--- Task statement ---
Give back each line below verbatim.

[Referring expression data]
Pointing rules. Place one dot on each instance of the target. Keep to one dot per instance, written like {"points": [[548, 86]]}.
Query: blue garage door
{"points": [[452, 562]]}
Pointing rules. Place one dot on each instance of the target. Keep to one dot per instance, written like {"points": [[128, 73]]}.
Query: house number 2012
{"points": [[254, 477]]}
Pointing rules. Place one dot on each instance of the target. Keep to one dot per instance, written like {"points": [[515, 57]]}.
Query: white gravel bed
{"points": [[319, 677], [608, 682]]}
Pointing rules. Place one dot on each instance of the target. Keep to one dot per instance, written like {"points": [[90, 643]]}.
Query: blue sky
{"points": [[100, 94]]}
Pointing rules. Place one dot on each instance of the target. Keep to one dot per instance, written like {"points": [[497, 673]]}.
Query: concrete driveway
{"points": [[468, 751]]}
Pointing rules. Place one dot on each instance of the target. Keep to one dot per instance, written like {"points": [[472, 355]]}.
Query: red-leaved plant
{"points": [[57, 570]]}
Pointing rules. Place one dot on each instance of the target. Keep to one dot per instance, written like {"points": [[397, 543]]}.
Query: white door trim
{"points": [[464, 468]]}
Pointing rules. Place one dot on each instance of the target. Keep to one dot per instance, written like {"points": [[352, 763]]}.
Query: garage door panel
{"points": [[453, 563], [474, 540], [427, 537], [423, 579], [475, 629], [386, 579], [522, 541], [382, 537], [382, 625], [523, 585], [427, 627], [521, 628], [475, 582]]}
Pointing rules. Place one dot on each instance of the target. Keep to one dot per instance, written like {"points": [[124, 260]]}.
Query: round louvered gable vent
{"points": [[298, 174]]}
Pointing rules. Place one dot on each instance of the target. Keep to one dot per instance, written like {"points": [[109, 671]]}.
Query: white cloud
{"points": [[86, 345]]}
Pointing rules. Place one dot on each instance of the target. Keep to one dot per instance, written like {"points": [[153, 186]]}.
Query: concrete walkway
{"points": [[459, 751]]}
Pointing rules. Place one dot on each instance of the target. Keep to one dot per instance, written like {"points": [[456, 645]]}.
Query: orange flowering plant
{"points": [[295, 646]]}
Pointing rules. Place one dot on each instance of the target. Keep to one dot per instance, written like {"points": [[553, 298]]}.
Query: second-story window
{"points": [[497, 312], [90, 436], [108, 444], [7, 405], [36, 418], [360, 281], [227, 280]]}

--- Finished exercise ---
Pointing rules. Place one dot on each instance of the target. Keep to one dot per instance, written like {"points": [[548, 86]]}.
Query: blue garage door
{"points": [[452, 562]]}
Pointing rules. Place one dot on each instance of the target. Keep to one dot per instance, written like {"points": [[128, 73]]}.
Query: house number 2012
{"points": [[254, 477]]}
Pointing rules. Place one dot on each instance of the target. Keep to one dot per instance, written like {"points": [[515, 57]]}.
Query: white gravel bed
{"points": [[319, 677], [608, 682]]}
Pointing rules. Place one dot on each instance of the target. Keep to one dot per instance, written like {"points": [[90, 643]]}.
Query: blue sky
{"points": [[100, 94]]}
Pointing rules. Place one dot on each instance of the target. Keep to one dot per instance, written like {"points": [[497, 673]]}.
Query: concrete driveway
{"points": [[468, 751]]}
Pointing rules. Place one dot on each instance of the target. Keep to one dot per instance, written like {"points": [[472, 355]]}.
Query: red-leaved plant
{"points": [[57, 570]]}
Pointing rules. Place one dot on each instance of the target. Keep to one dot per instance, written like {"points": [[397, 543]]}.
Query: white door trim
{"points": [[464, 468]]}
Pointing rules. Place one dot on each instance of the target. Keep to one dot per instance, written like {"points": [[352, 763]]}.
Query: garage door panel
{"points": [[453, 563], [474, 540], [427, 537], [423, 579], [475, 629], [386, 579], [522, 541], [382, 537], [382, 625], [523, 585], [427, 627], [521, 628], [475, 582]]}
Pointing rules. Place one dot on each instance of the target. Keep to one dot per instance, written like {"points": [[124, 260]]}.
Query: round louvered gable vent
{"points": [[298, 174]]}
Pointing rules. Place one dot on each instance of the target. Keep to one dot per instance, written like {"points": [[109, 671]]}.
Query: white cloud
{"points": [[86, 345]]}
Pointing rules. Place one dot on each instance of the target. Keep to one dot per instance, written like {"points": [[153, 186]]}.
Query: concrete walkway
{"points": [[459, 751]]}
Pointing rules. Place one dot on each instance of the target. Keep to one dot per instance, written like {"points": [[456, 645]]}.
Query: orange flowering plant
{"points": [[295, 646]]}
Pointing rules. Place one dot on each instance of the target. Keep to one dot per instance, written like {"points": [[553, 298]]}.
Query: second-story window
{"points": [[497, 312], [90, 436], [108, 444], [7, 405], [36, 418], [360, 281], [227, 280]]}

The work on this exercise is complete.